Maybe that s a matter of opinion.

I chose the wrong target, that did not help.

Perhaps you can suggest an analogy of he limitatons of incremental steps?

You can approach a chasm as slow as yoy like but eventually there is a gap that a small step cannot traverse. The problem wih evolutionary theory is that is refuses to accept that such chasms exist, because of the ill fated “God of the gaps” arguments at the end of the last century.
IC is all about that concept.

The poblem I have is that modern evolutionists seem to be be so obsessed with genetic mapping and mathematics that they have “forgotten” or at least taken for granted the basic evolutionary process on which everything relies. You cannot evolve if there is no method of change. All these mechanisms that get thrown at me are not the basic change, they are secondary developments.

I learned evolution nearly 50 years ago and the net conclusion has been that I am miles out of date, but, as far as I can tell, the basic method of change, Random deviations causing new sequences, has not. That is the basic method of change, is it not?

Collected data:
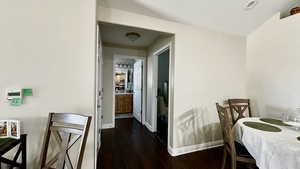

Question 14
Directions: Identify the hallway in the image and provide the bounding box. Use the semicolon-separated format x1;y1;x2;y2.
98;119;222;169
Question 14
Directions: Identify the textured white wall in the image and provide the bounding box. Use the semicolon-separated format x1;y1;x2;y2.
0;0;96;169
247;14;300;117
97;7;246;148
100;46;146;125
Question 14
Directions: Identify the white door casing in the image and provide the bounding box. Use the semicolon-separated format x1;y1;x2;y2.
133;60;143;122
96;25;103;151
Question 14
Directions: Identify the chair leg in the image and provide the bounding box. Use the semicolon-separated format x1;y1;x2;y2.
222;147;227;169
231;157;236;169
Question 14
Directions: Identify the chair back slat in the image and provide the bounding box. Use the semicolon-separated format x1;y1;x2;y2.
40;113;92;169
228;99;252;124
51;113;89;125
50;126;83;135
216;103;235;154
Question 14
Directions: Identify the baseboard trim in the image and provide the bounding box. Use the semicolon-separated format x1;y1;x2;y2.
102;123;115;129
168;140;223;156
145;121;154;133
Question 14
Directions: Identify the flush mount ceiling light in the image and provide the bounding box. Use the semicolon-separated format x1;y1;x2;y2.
244;0;258;10
126;32;141;42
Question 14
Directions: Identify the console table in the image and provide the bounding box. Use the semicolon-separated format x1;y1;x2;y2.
0;134;27;169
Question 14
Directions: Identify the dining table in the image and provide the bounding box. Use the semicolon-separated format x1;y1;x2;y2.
234;117;300;169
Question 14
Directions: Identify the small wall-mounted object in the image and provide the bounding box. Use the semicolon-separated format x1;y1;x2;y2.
290;6;300;15
6;89;23;106
6;88;33;106
22;88;33;96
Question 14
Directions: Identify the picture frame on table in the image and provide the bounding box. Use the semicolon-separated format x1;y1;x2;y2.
0;120;21;139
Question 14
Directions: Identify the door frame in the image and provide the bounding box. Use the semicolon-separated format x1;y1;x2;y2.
151;42;174;151
94;22;103;168
112;54;147;128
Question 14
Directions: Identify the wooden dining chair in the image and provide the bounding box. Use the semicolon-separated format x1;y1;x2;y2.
40;113;92;169
216;103;256;169
228;99;252;124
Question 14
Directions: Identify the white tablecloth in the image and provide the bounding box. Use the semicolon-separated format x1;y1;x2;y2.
235;118;300;169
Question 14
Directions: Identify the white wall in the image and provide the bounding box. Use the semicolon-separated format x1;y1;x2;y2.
100;46;146;128
97;7;246;151
0;0;96;169
247;14;300;117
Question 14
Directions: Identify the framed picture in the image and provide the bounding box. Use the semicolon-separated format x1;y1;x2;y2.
0;120;21;139
0;121;8;137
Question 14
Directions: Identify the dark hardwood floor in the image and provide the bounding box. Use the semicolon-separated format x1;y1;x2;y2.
98;119;244;169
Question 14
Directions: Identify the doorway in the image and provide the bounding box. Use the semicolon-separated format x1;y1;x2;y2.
156;47;170;146
112;55;146;124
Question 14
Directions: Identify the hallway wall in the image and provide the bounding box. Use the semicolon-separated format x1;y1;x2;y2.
247;13;300;118
98;7;246;154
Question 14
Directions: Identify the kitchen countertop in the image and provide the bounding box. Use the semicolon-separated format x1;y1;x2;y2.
115;92;133;95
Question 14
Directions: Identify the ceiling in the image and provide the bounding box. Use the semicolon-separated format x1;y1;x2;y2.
99;0;295;35
100;23;168;48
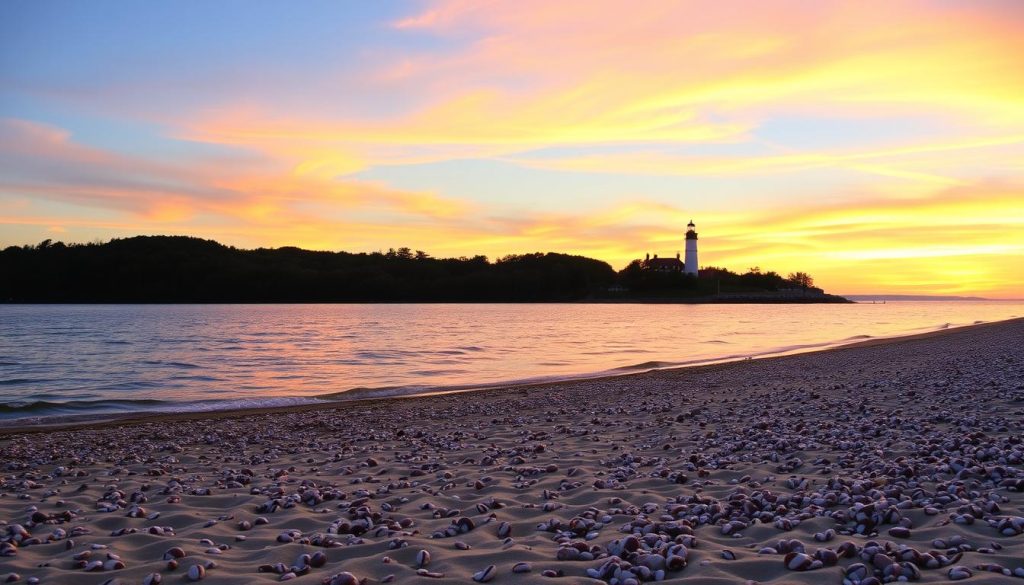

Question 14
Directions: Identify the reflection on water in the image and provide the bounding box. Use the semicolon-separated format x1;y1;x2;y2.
0;301;1024;418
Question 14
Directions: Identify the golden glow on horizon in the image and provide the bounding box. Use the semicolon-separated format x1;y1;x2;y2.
0;0;1024;297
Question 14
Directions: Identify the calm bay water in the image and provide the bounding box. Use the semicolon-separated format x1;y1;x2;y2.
0;301;1024;419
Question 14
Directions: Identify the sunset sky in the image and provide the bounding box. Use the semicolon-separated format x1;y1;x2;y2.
0;0;1024;298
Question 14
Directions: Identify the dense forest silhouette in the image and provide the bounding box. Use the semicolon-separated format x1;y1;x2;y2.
0;236;841;302
0;236;615;302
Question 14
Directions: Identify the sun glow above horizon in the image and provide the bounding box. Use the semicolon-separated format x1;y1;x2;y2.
0;0;1024;298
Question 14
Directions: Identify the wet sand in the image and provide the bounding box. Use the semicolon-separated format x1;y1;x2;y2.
0;320;1024;585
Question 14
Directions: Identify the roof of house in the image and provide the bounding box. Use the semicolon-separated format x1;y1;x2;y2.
644;258;683;268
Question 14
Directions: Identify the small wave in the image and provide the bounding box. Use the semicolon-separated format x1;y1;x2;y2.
0;378;53;386
0;399;167;415
0;396;324;421
142;360;202;370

> **TO DO**
1. Could you print the evolution post between "You can approach" and "about that concept.", inclusive?
2. In the evolution post, how long ago did the writer learn evolution?
3. Which distinct words in the evolution post are built on the stem "evol"?
You can leave the records aside.

> **EXPECTED RESPONSES**
1.
You can approach a chasm as slow as yoy like but eventually there is a gap that a small step cannot traverse. The problem wih evolutionary theory is that is refuses to accept that such chasms exist, because of the ill fated “God of the gaps” arguments at the end of the last century.
IC is all about that concept.

2. Nearly 50 years ago.

3. evolutionary, evolutionists, evolve, evolution